→ Required task: Identify every line in the rows below that contains the string "coverall", and copy each such line.

────────

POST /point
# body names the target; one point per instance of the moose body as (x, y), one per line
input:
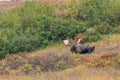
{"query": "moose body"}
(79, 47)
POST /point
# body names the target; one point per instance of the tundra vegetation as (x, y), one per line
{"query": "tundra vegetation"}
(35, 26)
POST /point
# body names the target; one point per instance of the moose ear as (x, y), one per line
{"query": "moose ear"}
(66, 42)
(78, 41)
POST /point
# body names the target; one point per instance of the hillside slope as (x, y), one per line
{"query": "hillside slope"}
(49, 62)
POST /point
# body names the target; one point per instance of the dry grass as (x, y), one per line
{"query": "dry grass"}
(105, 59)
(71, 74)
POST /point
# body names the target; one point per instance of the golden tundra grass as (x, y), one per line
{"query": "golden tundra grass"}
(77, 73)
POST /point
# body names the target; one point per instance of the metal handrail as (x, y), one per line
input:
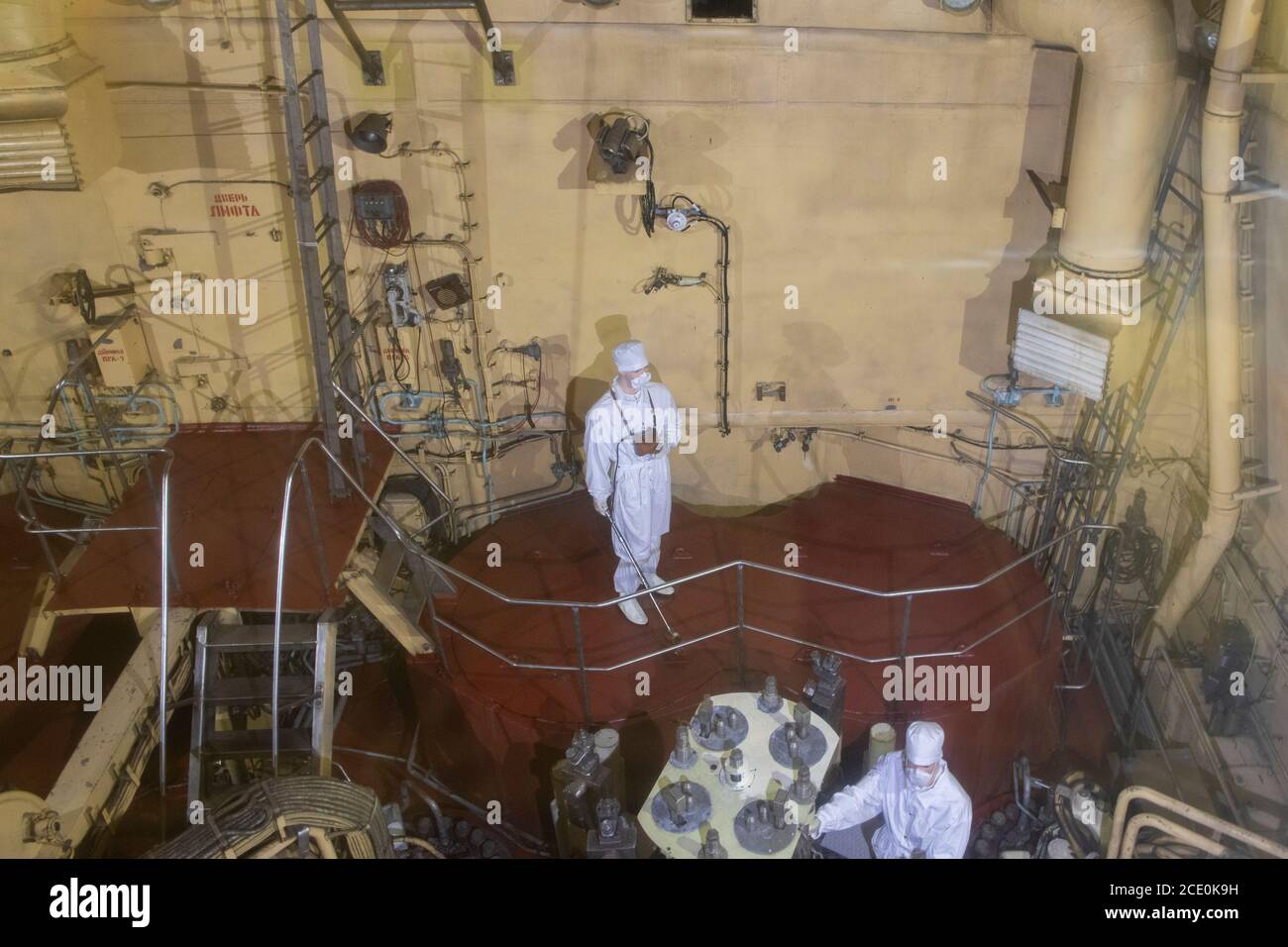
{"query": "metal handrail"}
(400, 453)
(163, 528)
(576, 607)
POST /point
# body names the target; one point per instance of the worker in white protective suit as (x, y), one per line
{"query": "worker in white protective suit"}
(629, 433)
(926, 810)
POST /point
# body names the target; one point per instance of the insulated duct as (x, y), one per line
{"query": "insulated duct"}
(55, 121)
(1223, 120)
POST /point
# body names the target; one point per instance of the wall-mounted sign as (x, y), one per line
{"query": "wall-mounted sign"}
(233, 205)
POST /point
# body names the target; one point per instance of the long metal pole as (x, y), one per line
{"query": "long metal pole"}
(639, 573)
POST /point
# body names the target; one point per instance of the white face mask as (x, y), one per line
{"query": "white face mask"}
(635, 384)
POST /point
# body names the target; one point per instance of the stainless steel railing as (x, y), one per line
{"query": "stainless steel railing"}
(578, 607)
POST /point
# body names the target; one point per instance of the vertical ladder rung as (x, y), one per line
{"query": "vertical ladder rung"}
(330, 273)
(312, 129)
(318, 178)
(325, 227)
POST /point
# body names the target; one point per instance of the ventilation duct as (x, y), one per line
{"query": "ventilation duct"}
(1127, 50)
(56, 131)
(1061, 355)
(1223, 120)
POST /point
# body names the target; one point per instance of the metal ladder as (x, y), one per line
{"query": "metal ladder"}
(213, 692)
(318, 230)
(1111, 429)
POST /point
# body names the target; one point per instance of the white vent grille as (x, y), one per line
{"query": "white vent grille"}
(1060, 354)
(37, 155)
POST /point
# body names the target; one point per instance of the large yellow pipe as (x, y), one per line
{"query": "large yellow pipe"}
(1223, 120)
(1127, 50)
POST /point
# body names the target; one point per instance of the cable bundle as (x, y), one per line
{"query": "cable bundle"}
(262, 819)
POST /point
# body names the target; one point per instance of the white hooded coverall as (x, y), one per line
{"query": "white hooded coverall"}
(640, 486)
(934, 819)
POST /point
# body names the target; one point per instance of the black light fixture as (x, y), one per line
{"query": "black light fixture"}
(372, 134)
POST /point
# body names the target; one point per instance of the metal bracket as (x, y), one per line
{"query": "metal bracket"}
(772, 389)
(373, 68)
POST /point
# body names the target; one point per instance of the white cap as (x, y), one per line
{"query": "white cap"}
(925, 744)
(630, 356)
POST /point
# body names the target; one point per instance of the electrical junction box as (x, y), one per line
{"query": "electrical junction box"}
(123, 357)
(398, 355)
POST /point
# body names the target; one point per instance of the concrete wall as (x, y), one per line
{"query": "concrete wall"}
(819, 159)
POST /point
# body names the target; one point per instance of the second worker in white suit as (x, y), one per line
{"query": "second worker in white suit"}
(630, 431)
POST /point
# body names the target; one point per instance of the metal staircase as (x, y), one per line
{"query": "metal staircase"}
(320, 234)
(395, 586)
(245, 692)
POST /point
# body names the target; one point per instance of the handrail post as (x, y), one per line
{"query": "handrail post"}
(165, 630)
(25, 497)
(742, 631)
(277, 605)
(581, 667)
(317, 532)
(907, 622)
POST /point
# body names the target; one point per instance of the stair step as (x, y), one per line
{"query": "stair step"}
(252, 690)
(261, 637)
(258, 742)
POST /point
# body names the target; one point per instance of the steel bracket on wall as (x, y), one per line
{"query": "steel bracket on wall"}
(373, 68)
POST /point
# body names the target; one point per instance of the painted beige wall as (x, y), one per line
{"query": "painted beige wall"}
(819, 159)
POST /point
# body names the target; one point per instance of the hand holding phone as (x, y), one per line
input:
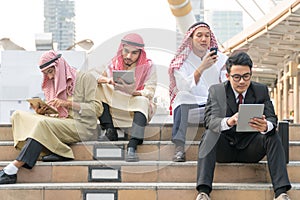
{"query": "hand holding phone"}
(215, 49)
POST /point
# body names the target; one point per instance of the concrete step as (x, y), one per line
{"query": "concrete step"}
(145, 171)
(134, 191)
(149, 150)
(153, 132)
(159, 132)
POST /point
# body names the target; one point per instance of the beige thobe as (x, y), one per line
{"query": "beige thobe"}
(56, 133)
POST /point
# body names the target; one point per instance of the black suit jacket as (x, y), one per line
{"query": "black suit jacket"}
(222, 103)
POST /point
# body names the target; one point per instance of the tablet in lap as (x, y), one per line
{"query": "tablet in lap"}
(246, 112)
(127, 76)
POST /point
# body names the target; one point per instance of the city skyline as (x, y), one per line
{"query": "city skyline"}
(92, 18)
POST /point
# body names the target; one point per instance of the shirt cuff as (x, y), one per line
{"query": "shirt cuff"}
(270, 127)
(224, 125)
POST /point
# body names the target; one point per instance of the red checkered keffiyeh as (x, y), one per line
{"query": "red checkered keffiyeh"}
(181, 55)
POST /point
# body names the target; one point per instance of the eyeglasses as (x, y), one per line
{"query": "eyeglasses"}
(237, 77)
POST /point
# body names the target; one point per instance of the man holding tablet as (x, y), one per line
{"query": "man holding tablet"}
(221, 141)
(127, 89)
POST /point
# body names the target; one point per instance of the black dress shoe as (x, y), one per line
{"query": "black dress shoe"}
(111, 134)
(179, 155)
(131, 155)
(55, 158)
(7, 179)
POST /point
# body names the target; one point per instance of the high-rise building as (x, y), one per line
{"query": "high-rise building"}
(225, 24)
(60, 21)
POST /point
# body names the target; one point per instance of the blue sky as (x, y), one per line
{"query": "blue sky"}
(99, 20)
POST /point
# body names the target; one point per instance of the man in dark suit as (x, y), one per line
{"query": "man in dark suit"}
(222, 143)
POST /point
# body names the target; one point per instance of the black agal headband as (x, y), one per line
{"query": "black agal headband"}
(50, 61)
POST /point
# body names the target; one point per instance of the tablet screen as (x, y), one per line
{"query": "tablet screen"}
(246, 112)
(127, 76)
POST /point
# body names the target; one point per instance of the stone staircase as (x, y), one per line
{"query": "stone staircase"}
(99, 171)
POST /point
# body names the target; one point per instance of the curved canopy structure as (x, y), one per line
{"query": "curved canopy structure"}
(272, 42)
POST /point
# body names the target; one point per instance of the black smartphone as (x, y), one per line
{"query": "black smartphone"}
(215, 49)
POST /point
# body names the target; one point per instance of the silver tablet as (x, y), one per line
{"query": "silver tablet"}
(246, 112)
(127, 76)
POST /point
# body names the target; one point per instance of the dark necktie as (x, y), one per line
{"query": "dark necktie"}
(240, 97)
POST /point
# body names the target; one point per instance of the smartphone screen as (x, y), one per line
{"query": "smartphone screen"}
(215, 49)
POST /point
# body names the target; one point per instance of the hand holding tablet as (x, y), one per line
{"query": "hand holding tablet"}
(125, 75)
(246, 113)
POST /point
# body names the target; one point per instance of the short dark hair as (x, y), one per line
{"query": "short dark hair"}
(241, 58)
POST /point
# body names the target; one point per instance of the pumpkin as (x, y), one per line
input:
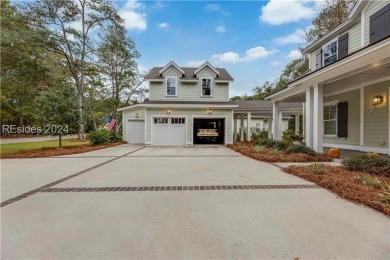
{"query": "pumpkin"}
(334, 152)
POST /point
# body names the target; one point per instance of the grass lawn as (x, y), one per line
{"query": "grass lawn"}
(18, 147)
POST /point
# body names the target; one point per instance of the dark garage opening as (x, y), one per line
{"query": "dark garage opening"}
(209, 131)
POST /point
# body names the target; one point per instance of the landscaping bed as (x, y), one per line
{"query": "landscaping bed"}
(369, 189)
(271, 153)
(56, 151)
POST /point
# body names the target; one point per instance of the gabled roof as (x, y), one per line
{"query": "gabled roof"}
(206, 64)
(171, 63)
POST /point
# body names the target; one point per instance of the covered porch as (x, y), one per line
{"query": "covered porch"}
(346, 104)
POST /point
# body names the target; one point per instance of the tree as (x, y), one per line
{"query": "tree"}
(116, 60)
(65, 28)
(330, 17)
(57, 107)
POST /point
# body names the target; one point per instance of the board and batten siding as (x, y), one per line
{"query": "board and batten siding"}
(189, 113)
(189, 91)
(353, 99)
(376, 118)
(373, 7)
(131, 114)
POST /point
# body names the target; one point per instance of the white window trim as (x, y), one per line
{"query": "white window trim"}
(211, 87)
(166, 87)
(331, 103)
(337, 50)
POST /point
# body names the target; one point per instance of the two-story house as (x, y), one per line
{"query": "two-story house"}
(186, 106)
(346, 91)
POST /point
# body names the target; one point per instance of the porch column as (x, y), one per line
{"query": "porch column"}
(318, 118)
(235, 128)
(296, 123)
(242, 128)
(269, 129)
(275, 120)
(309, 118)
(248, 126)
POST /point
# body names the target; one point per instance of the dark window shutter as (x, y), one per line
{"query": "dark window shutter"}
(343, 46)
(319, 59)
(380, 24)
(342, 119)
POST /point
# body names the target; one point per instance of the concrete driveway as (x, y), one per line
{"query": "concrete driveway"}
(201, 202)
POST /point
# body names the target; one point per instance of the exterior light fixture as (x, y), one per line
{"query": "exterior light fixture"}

────────

→ Solution below:
# body names the target; one point per instance of the white hooded coverall as (x, y), one per line
{"query": "white hooded coverall"}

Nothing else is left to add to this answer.